- WHAT IS REQUIRED:
From first line to last, print the records exactly, but leave out the pictures.

Records excerpted from a collection
· · · · ·

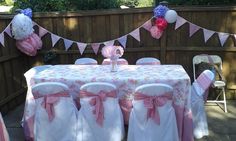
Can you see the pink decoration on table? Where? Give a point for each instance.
(161, 23)
(151, 102)
(29, 45)
(97, 102)
(49, 101)
(155, 32)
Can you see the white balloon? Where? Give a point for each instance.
(171, 16)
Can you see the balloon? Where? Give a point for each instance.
(29, 45)
(171, 16)
(161, 23)
(160, 11)
(155, 32)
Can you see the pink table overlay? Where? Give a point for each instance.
(127, 79)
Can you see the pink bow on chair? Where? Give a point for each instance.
(49, 101)
(151, 102)
(97, 102)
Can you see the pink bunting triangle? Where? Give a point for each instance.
(122, 40)
(81, 47)
(42, 31)
(135, 34)
(2, 39)
(223, 37)
(109, 43)
(207, 34)
(95, 47)
(55, 39)
(8, 30)
(179, 22)
(147, 25)
(67, 43)
(193, 29)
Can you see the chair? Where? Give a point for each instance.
(153, 117)
(198, 89)
(100, 113)
(29, 111)
(86, 61)
(3, 131)
(55, 114)
(219, 84)
(148, 61)
(121, 61)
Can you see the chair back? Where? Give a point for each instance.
(55, 113)
(3, 131)
(86, 61)
(120, 61)
(148, 61)
(215, 59)
(100, 112)
(203, 82)
(153, 114)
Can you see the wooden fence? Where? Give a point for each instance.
(174, 47)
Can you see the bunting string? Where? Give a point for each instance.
(193, 28)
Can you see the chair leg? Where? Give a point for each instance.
(225, 104)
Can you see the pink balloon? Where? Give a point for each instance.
(29, 45)
(155, 32)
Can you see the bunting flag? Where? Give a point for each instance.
(8, 30)
(223, 37)
(193, 29)
(55, 39)
(42, 31)
(122, 40)
(2, 39)
(95, 47)
(109, 43)
(179, 22)
(207, 34)
(135, 34)
(67, 43)
(81, 47)
(147, 25)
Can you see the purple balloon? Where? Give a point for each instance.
(160, 11)
(27, 12)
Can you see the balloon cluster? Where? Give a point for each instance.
(22, 30)
(163, 15)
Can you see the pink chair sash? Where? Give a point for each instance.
(151, 102)
(150, 63)
(49, 101)
(97, 102)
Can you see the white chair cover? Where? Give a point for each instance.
(148, 61)
(142, 128)
(120, 61)
(86, 61)
(55, 115)
(199, 87)
(3, 131)
(29, 110)
(112, 127)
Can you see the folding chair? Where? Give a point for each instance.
(153, 116)
(219, 84)
(100, 113)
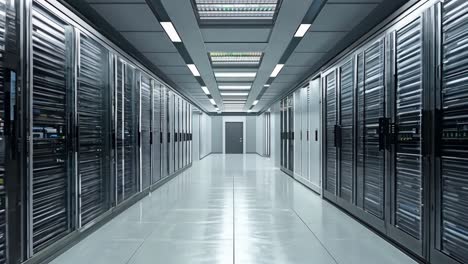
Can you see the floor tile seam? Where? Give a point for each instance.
(233, 219)
(316, 237)
(139, 246)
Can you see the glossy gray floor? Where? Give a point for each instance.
(233, 209)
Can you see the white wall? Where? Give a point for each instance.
(275, 134)
(241, 119)
(196, 136)
(205, 137)
(260, 134)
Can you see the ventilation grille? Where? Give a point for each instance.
(374, 99)
(93, 129)
(408, 122)
(347, 119)
(330, 81)
(50, 177)
(454, 125)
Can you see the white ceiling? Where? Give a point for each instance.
(135, 21)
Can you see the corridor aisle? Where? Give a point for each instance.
(233, 209)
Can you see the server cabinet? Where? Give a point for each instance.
(50, 181)
(186, 134)
(315, 135)
(171, 132)
(145, 130)
(9, 119)
(346, 131)
(93, 123)
(451, 177)
(156, 134)
(332, 129)
(281, 135)
(291, 132)
(191, 134)
(127, 130)
(406, 134)
(297, 141)
(371, 128)
(165, 140)
(305, 135)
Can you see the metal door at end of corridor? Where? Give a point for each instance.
(234, 138)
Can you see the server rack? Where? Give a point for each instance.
(50, 185)
(290, 116)
(297, 115)
(9, 121)
(346, 131)
(383, 130)
(145, 130)
(165, 132)
(93, 117)
(171, 131)
(451, 135)
(92, 111)
(315, 161)
(156, 134)
(305, 134)
(332, 134)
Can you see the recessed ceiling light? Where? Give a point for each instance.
(235, 74)
(171, 31)
(236, 9)
(277, 69)
(234, 94)
(234, 87)
(235, 58)
(302, 30)
(205, 90)
(193, 69)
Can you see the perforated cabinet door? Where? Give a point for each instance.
(51, 153)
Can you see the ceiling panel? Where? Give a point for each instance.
(235, 34)
(115, 1)
(183, 78)
(129, 17)
(174, 70)
(235, 47)
(350, 16)
(295, 70)
(150, 41)
(304, 59)
(287, 78)
(165, 59)
(355, 1)
(320, 41)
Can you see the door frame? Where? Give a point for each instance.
(239, 119)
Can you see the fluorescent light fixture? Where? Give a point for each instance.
(234, 87)
(234, 94)
(236, 9)
(235, 58)
(170, 31)
(235, 74)
(302, 30)
(277, 69)
(205, 90)
(193, 69)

· · · · ·

- YOUR RESPONSE:
Can you see the pink decoration on table? Where? Give a point for each instance.
(161, 23)
(151, 102)
(29, 45)
(97, 102)
(49, 101)
(155, 32)
Can you see the white balloon? Where? Give a point for each instance.
(171, 16)
Can you see the balloon? Where? Give a point for each instance.
(29, 45)
(171, 16)
(161, 23)
(160, 11)
(155, 32)
Can you see the pink table overlay? Where? Give a point for each instance.
(127, 79)
Can you see the pink bow on chair? Where? Give a point for each instance.
(49, 101)
(151, 102)
(97, 102)
Can you see the pink bunting triangle? Where? Give a point for each instance.
(122, 40)
(81, 47)
(42, 31)
(135, 34)
(2, 39)
(223, 37)
(109, 43)
(207, 34)
(95, 47)
(55, 39)
(8, 30)
(179, 22)
(147, 25)
(67, 43)
(193, 29)
Can you see the chair? Where? Give a point for each instance.
(153, 117)
(198, 89)
(100, 113)
(29, 111)
(86, 61)
(3, 131)
(55, 114)
(219, 84)
(148, 61)
(121, 61)
Can you see the chair back? Where? Give a point for each instance.
(55, 113)
(3, 131)
(86, 61)
(120, 61)
(148, 61)
(215, 59)
(100, 112)
(203, 82)
(153, 114)
Can you see the wooden fence? Where? Give a point for each instance.
(174, 47)
Can you see the bunting string? Where? Give a point for each instance.
(193, 28)
Can you see the chair leg? Where? Give a point for each instance.
(225, 104)
Can you see the pink balloon? Where? Give a point for each instance.
(29, 45)
(155, 32)
Can you see the bunting flag? Where? Give a point for each instance.
(8, 30)
(223, 37)
(193, 29)
(55, 39)
(42, 31)
(122, 40)
(2, 39)
(95, 47)
(109, 43)
(179, 22)
(207, 34)
(135, 34)
(67, 43)
(81, 47)
(147, 25)
Can you see the purple balloon? Where? Give a point for each instance.
(160, 11)
(27, 12)
Can you see the balloon cluster? Where? Give a point for each instance.
(22, 30)
(163, 15)
Can you see the pink chair sash? Where? Give a point for each instance.
(151, 102)
(150, 63)
(49, 101)
(97, 102)
Can you see the white chair cover? Where? Give a point for each instance.
(148, 61)
(142, 128)
(120, 61)
(86, 61)
(55, 115)
(199, 87)
(3, 131)
(29, 110)
(112, 127)
Can you see the folding chair? Where? Give a point for each instance.
(153, 116)
(219, 84)
(100, 113)
Can you see the floor tile seam? Where? Give a point for each instance.
(233, 219)
(316, 237)
(139, 246)
Can you see the glossy gray floor? Where? Give a point for each instance.
(233, 209)
Can you see the white wall? Where? Give a point for each instance.
(275, 134)
(241, 119)
(196, 136)
(205, 137)
(260, 134)
Can you see the ventilation grille? Where? Give a point for each instance.
(374, 99)
(93, 129)
(408, 122)
(347, 119)
(330, 81)
(50, 177)
(454, 125)
Can you see the white ceiling? Where? Give a point for each instance.
(135, 21)
Can you see the corridor aisle? Where? Give a point for each instance.
(233, 209)
Can you see the server cabinet? Where? Give a point for each instance.
(50, 181)
(186, 134)
(315, 135)
(171, 132)
(145, 130)
(9, 119)
(346, 131)
(93, 123)
(451, 177)
(156, 134)
(332, 129)
(281, 135)
(291, 132)
(191, 134)
(127, 130)
(406, 134)
(297, 141)
(371, 128)
(165, 140)
(305, 135)
Can you see the metal door at end of corridor? Where? Give a point for each instance.
(234, 138)
Can you see the server rack? Where? Give a point for each instance.
(50, 185)
(290, 116)
(297, 115)
(9, 121)
(346, 131)
(383, 130)
(145, 130)
(165, 132)
(93, 117)
(171, 131)
(451, 135)
(92, 111)
(315, 161)
(156, 134)
(305, 134)
(332, 134)
Can you see the recessed ceiling light? Where? Give a point for each instance.
(235, 74)
(171, 31)
(236, 9)
(277, 69)
(234, 94)
(234, 87)
(235, 58)
(302, 30)
(205, 90)
(193, 69)
Can you see the perforated cabinet door? Where? Give a point for each instance.
(51, 153)
Can you see the ceiling panel? Where? Give a point for each instance.
(235, 34)
(115, 1)
(183, 78)
(129, 17)
(174, 70)
(235, 47)
(350, 16)
(295, 70)
(150, 41)
(304, 59)
(287, 78)
(165, 59)
(355, 1)
(320, 41)
Can you see the door frame? Where? Give a point for each instance.
(239, 119)
Can you see the fluorescent light fixture? Where? Give a point for each instance.
(234, 87)
(234, 94)
(236, 9)
(235, 58)
(170, 31)
(235, 74)
(302, 30)
(277, 69)
(205, 90)
(193, 69)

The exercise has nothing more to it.